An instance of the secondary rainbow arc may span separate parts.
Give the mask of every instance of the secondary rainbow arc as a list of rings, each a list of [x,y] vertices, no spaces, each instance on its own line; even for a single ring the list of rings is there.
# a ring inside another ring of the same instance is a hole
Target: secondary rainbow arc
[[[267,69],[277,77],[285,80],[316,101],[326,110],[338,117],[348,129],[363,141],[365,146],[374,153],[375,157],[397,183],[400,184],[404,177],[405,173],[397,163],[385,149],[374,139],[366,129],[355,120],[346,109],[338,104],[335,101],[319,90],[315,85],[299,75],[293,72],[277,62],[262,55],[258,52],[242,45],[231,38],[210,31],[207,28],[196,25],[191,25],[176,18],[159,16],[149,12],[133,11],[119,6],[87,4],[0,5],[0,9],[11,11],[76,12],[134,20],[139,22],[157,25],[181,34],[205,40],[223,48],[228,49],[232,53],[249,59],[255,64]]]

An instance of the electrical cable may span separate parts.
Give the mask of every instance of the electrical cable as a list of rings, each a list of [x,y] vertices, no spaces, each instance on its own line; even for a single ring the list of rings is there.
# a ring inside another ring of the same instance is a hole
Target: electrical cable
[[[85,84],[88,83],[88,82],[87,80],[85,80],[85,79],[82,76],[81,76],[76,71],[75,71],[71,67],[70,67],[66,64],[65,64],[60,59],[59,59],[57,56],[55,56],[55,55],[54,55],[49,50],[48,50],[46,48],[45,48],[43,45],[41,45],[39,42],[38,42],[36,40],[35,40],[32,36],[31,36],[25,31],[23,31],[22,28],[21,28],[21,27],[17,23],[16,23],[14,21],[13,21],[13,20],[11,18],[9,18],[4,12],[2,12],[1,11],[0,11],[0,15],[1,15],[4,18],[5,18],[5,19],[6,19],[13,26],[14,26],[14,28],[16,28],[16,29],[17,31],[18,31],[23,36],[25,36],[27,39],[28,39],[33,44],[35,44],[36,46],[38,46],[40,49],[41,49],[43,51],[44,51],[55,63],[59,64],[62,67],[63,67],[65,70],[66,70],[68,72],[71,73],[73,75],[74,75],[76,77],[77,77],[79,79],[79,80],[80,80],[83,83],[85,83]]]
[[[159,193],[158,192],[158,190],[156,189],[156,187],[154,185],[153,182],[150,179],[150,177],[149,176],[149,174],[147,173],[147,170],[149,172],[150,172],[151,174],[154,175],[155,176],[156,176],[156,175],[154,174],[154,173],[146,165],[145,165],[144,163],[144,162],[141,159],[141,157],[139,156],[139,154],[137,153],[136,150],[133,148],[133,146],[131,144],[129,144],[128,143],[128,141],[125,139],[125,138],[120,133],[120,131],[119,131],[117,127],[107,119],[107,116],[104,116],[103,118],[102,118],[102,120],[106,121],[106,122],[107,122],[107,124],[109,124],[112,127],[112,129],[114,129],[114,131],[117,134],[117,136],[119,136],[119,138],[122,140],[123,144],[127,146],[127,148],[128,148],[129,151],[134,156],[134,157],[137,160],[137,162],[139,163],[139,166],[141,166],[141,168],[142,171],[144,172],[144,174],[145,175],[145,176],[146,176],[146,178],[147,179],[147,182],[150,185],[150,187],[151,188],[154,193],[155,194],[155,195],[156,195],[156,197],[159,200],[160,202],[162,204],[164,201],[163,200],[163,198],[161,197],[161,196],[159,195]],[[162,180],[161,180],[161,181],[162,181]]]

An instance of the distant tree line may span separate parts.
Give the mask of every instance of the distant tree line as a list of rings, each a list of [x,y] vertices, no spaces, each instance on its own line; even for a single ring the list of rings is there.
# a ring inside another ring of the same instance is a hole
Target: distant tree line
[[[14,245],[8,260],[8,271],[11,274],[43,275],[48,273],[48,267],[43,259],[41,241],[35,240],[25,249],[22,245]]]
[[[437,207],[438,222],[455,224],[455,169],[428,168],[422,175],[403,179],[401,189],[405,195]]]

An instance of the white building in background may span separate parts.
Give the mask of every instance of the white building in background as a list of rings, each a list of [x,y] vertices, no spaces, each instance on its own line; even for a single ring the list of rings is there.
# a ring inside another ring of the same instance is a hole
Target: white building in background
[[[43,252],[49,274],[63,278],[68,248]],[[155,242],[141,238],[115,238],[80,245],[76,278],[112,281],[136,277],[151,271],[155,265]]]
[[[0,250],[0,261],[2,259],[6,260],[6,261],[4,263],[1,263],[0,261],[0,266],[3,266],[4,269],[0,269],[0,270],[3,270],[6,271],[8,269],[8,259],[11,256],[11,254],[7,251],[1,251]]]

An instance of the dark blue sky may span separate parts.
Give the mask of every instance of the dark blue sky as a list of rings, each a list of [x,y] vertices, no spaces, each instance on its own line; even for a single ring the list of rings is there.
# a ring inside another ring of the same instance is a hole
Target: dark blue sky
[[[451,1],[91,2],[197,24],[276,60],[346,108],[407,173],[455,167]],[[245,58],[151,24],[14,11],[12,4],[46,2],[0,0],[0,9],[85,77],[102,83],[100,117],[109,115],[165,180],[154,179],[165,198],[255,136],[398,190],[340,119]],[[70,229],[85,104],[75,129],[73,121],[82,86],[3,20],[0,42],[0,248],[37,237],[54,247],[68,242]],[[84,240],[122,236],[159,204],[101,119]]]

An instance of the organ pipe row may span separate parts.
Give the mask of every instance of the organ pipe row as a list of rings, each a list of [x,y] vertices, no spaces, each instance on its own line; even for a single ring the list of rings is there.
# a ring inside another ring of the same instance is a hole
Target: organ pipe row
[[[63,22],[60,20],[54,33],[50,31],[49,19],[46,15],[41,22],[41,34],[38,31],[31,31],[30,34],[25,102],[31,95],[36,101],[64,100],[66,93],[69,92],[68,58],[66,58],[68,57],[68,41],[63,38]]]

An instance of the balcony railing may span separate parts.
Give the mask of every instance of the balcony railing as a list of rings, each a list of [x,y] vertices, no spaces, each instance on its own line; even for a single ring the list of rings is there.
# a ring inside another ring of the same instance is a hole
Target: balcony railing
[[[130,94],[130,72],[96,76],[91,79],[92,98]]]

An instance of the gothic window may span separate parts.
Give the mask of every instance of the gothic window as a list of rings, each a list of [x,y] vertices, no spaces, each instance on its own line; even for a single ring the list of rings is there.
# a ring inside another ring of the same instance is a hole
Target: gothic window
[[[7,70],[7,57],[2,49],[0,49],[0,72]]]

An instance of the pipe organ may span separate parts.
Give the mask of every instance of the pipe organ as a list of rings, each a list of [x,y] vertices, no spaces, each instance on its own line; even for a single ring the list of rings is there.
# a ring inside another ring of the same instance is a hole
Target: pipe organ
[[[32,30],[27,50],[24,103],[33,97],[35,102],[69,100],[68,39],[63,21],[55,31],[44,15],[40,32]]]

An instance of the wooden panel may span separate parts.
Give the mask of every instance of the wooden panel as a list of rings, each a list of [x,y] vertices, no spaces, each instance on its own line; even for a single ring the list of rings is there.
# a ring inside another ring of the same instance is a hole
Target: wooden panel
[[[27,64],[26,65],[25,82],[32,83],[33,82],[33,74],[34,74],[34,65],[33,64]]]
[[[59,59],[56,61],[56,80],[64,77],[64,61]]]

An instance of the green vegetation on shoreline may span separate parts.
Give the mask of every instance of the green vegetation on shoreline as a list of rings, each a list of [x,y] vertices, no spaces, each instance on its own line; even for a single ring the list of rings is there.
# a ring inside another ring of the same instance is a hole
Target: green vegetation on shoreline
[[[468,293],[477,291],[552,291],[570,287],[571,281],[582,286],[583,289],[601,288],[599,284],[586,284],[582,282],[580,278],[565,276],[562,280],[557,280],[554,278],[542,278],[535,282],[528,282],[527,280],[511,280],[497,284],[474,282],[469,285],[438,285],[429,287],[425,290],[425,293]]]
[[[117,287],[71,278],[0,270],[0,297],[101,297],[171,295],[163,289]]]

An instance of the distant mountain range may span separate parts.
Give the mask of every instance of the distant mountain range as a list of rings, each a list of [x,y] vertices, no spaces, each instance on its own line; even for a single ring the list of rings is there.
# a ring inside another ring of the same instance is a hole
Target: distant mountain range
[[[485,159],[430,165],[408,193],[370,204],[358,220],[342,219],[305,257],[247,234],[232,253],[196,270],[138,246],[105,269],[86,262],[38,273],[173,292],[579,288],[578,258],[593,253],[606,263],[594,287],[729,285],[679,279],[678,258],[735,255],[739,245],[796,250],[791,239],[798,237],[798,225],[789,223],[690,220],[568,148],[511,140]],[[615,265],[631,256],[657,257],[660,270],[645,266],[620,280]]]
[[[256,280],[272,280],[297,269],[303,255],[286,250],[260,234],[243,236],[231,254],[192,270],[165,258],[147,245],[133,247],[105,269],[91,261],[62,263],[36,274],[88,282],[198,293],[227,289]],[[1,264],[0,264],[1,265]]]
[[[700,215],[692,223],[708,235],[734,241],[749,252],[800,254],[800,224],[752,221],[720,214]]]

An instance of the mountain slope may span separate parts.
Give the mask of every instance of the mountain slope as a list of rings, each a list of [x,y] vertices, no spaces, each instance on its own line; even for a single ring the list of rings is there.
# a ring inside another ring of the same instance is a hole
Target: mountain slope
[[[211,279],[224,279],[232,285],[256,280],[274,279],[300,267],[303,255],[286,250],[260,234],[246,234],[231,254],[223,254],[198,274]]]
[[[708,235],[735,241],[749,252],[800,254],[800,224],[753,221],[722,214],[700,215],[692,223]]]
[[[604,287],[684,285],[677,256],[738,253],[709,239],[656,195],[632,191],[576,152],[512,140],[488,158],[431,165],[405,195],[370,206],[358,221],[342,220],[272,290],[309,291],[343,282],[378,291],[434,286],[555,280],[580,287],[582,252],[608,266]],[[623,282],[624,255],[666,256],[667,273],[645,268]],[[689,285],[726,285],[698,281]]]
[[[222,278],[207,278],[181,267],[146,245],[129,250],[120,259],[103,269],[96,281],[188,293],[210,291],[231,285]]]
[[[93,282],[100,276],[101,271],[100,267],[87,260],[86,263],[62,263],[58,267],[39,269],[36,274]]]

# [STATED TASK]
Copy the records word for word, from their first line up to and including the line that contains "Give the mask of every instance of the secondary".

# [FINISHED ANSWER]
An instance of the secondary rainbow arc may span separate parts.
Give the mask of every instance of the secondary rainbow arc as a list of rings, each a list of [x,y] vertices, no spaces, each instance on its own line; even for a single ring the list of rings is there.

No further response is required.